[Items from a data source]
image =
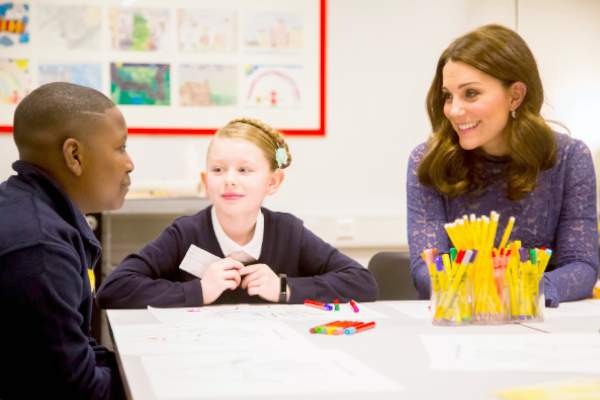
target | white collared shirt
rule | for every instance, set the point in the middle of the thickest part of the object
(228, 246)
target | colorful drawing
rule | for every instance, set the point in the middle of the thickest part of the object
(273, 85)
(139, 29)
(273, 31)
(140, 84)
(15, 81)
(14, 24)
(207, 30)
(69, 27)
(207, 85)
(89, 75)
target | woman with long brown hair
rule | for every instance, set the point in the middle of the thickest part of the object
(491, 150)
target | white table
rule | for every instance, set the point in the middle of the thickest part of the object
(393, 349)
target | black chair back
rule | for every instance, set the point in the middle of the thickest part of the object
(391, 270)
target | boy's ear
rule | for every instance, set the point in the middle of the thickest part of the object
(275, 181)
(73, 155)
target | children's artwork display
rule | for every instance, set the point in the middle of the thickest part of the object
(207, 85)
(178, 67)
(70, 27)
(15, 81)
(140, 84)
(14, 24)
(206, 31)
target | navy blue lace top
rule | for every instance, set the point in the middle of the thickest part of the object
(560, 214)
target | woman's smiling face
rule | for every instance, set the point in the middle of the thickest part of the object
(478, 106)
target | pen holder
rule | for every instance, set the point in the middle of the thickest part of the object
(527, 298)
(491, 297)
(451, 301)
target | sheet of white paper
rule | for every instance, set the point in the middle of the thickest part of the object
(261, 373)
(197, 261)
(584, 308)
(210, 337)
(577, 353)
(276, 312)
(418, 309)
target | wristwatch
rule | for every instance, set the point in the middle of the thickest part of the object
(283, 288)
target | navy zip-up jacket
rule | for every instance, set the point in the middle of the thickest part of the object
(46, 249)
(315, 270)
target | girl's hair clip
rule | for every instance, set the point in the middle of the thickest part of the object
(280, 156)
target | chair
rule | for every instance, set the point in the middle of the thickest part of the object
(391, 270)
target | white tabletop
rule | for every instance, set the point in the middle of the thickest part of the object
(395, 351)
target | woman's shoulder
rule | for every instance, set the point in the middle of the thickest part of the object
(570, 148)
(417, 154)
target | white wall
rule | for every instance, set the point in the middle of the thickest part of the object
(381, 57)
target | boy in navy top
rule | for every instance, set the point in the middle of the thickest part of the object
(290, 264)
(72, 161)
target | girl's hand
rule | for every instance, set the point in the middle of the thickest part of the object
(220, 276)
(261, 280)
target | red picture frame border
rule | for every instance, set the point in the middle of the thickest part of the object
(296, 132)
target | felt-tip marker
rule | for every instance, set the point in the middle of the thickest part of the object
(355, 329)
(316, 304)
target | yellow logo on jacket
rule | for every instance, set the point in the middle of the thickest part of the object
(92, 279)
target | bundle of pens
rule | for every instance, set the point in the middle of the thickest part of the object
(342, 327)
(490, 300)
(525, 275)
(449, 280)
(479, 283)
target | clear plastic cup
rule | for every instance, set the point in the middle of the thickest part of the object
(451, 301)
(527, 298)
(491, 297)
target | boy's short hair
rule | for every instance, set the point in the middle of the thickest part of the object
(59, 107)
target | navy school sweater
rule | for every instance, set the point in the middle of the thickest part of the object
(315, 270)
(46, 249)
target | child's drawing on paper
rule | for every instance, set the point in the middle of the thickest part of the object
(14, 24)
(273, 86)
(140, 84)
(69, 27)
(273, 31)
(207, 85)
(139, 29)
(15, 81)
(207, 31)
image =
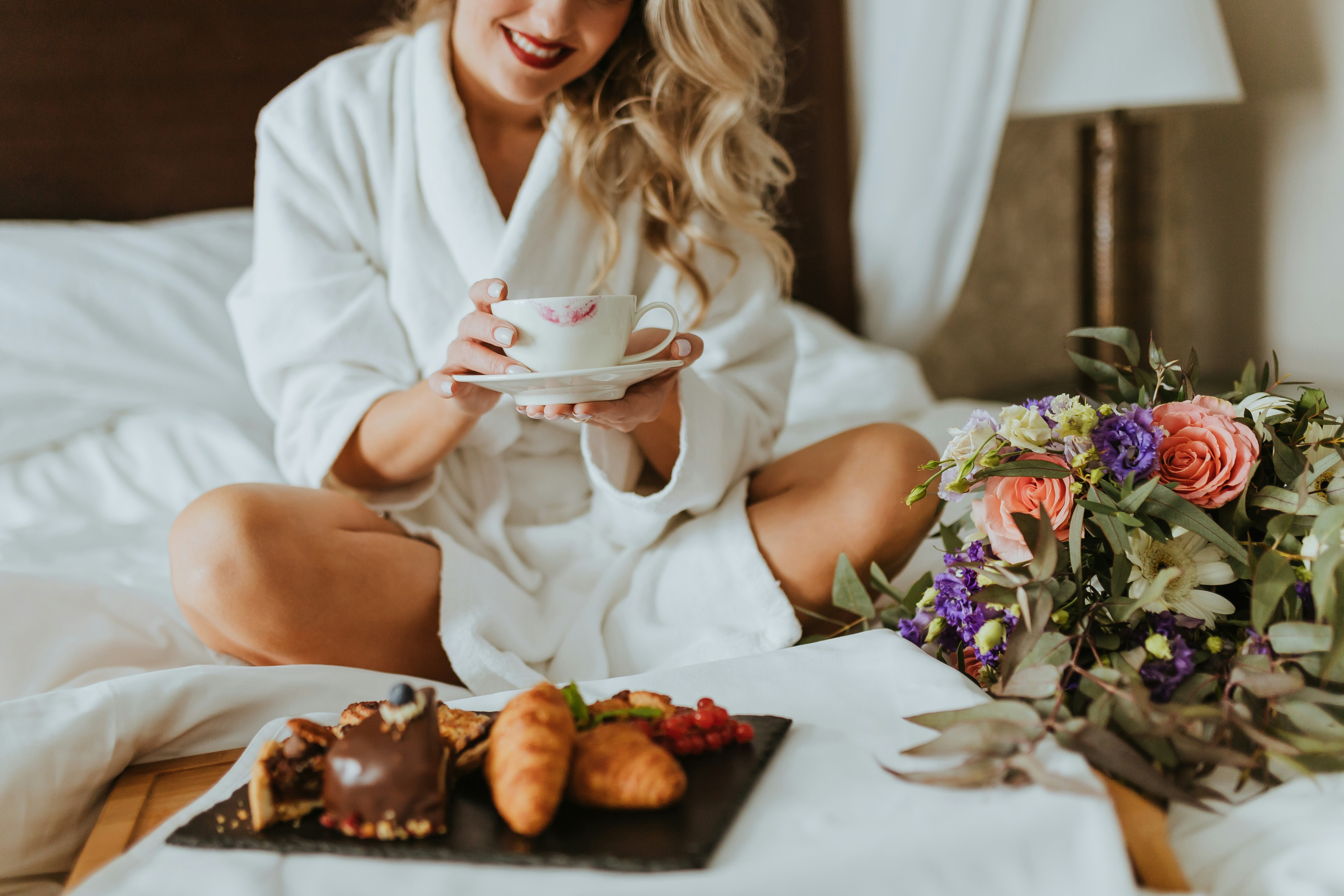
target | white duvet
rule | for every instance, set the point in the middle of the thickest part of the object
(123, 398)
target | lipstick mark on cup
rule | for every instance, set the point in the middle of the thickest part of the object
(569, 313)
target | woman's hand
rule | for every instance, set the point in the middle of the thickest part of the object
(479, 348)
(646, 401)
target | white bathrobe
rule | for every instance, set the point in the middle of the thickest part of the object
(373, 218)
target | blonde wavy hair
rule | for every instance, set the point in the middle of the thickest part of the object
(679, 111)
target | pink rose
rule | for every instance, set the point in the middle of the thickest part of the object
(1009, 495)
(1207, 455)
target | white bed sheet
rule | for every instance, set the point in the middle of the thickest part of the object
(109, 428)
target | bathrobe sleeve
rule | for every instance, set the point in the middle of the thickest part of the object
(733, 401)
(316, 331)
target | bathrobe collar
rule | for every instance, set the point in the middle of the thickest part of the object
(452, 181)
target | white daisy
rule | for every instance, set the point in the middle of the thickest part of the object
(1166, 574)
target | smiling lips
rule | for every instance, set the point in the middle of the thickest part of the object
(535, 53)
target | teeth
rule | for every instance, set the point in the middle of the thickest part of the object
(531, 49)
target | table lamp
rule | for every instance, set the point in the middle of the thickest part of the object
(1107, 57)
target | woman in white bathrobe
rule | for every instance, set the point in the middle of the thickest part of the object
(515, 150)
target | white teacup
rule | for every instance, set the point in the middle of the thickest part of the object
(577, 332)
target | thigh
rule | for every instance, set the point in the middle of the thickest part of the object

Task description:
From the listing, extract all text exactly as given and drop any picture.

Solution to this exercise:
image =
target | white collared shirt
rule | for every instance, set the point in the middle of the thickest part of the object
(228, 246)
target | colorful drawing
rule | for every instance, set the point in the middle of the thickest part of the object
(273, 85)
(139, 29)
(273, 31)
(140, 84)
(15, 81)
(14, 24)
(207, 30)
(69, 27)
(207, 85)
(89, 75)
target | woman with long brown hair
rule | for every instance, set the point in the middle of the thickest part of the object
(491, 150)
target | white table
rule | for every instance, set the point in the middle of the thickest part of the object
(393, 349)
target | black chair back
rule | for every instance, set the point in the middle of the thickest part of the object
(391, 270)
target | boy's ear
rule | for every instance, set the point in the middle of the thickest part of the object
(275, 181)
(73, 155)
target | children's artwork display
rule | for every instance, set the point in the middle of the thickest part of the object
(207, 85)
(178, 67)
(70, 27)
(15, 81)
(140, 84)
(14, 24)
(206, 31)
target | navy blue lace top
rule | for every instance, set the point in the middle of the thickest part of the object
(560, 214)
target | woman's smiling face
rule | for every instance, set the point in the middle of the thickest part of the object
(478, 106)
target | pen holder
rule | for every instance, set the point in the middle of the thickest part of the object
(527, 298)
(491, 297)
(451, 301)
target | sheet of white paper
rule | for every instance, set the point in the middle of the thickest part of the object
(261, 373)
(197, 261)
(584, 308)
(210, 337)
(577, 353)
(276, 312)
(418, 309)
target | wristwatch
rule | for every instance, set the point in the middle of the thickest part of the object
(283, 288)
target | navy zip-up jacket
rule | for every instance, set the point in the middle of the thickest part of the object
(46, 249)
(315, 270)
target | girl's hair clip
rule | for every instance, set the point in the middle of the thickest part of the object
(280, 156)
target | chair
rule | for every instance, set the point in the middle of the thickest part of the object
(391, 270)
target | white tabletop
rule | for every instance, set the point in the middle of the thickest part of the object
(395, 351)
target | woman's shoulder
rule | for every instance, set the point in the middle of the thickest part of the object
(570, 148)
(417, 154)
target | white wall
rule | for every instance, set the point in the middle of the thickest part of the object
(381, 57)
target | boy in navy top
rule | for every instance, set the point in the middle of the thickest part of the object
(290, 264)
(72, 161)
target | girl's hand
rule | for every instance, set the point in the middle of the thickest part of the object
(220, 276)
(261, 280)
target | red picture frame border
rule | for every instance, set the point in the middle of the thickest part of the object
(296, 132)
target | felt-tip marker
rule | for every instance, set the point in the middle of the thickest part of the object
(355, 329)
(316, 304)
target | yellow logo on jacket
rule | for every instance, set the point in the middle of the thickest part of the object
(92, 279)
target | bundle of pens
rule | for every instance, set the point in the middle of the thickest part of the object
(342, 327)
(490, 300)
(525, 275)
(449, 280)
(479, 283)
target | clear plastic cup
rule | for every instance, set the point in the middle of the thickest part of the object
(451, 301)
(527, 298)
(491, 297)
target | boy's short hair
rule | for every instance, set the point in the middle of the thickest part of the object
(59, 107)
target | navy school sweater
rule | for every instance, set the point in the middle of the thickest part of the object
(315, 270)
(46, 249)
target | child's drawing on paper
rule | for every instance, set the point in the middle of the thickest part of the object
(14, 24)
(273, 86)
(140, 84)
(69, 27)
(273, 31)
(207, 85)
(139, 29)
(15, 81)
(207, 31)
image =
target | white duvet
rule | for every instance, set the point in the middle of the thickest part of the object
(123, 398)
target | lipstick mark on cup
rule | for every instance, set the point in the middle of the thickest part of the object
(569, 313)
target | woman's hand
rule | for every instance, set the point in the middle of the thickest part of the object
(479, 348)
(646, 401)
target | white bathrobe
rule | for every instance, set the point in the middle of the thickest part of the object
(373, 218)
target | blonde wavy hair
rule | for every instance, set the point in the middle of the thickest part of the object
(679, 111)
target | pink rose
rule | for every instance, set the point in the middle of the thickest part of the object
(1009, 495)
(1207, 455)
target | white bed sheet
rule | for every instance, set the point in the middle of the thickest part of the object
(109, 428)
target | bathrobe sleeve
rule | for every instance, set the point in the middle of the thickest part of the object
(733, 401)
(316, 331)
target | bathrobe collar
rule | for every instance, set the point in the middle of the thickest part of the object
(452, 181)
target | white daisy
rule | for every instance, set the point in the middle of the thickest part of the object
(1166, 574)
target | smiling lips
rule | for every instance, set the point in the middle of the thickest part of the object
(535, 53)
target | teeth
rule | for every instance, set the point in the middle of the thickest part of the object
(531, 49)
target | table lamp
rule | for every instance, set the point in the middle of the thickest part of the object
(1107, 57)
target | woman in white bathrobe
rule | for every instance, set the point in the middle of the thickest part of the object
(515, 150)
target | white teacup
rule | for every instance, set the point in the middle of the thickest part of the object
(577, 332)
target | thigh
rule | for every instance, set the point in the middle of the thickest part of the object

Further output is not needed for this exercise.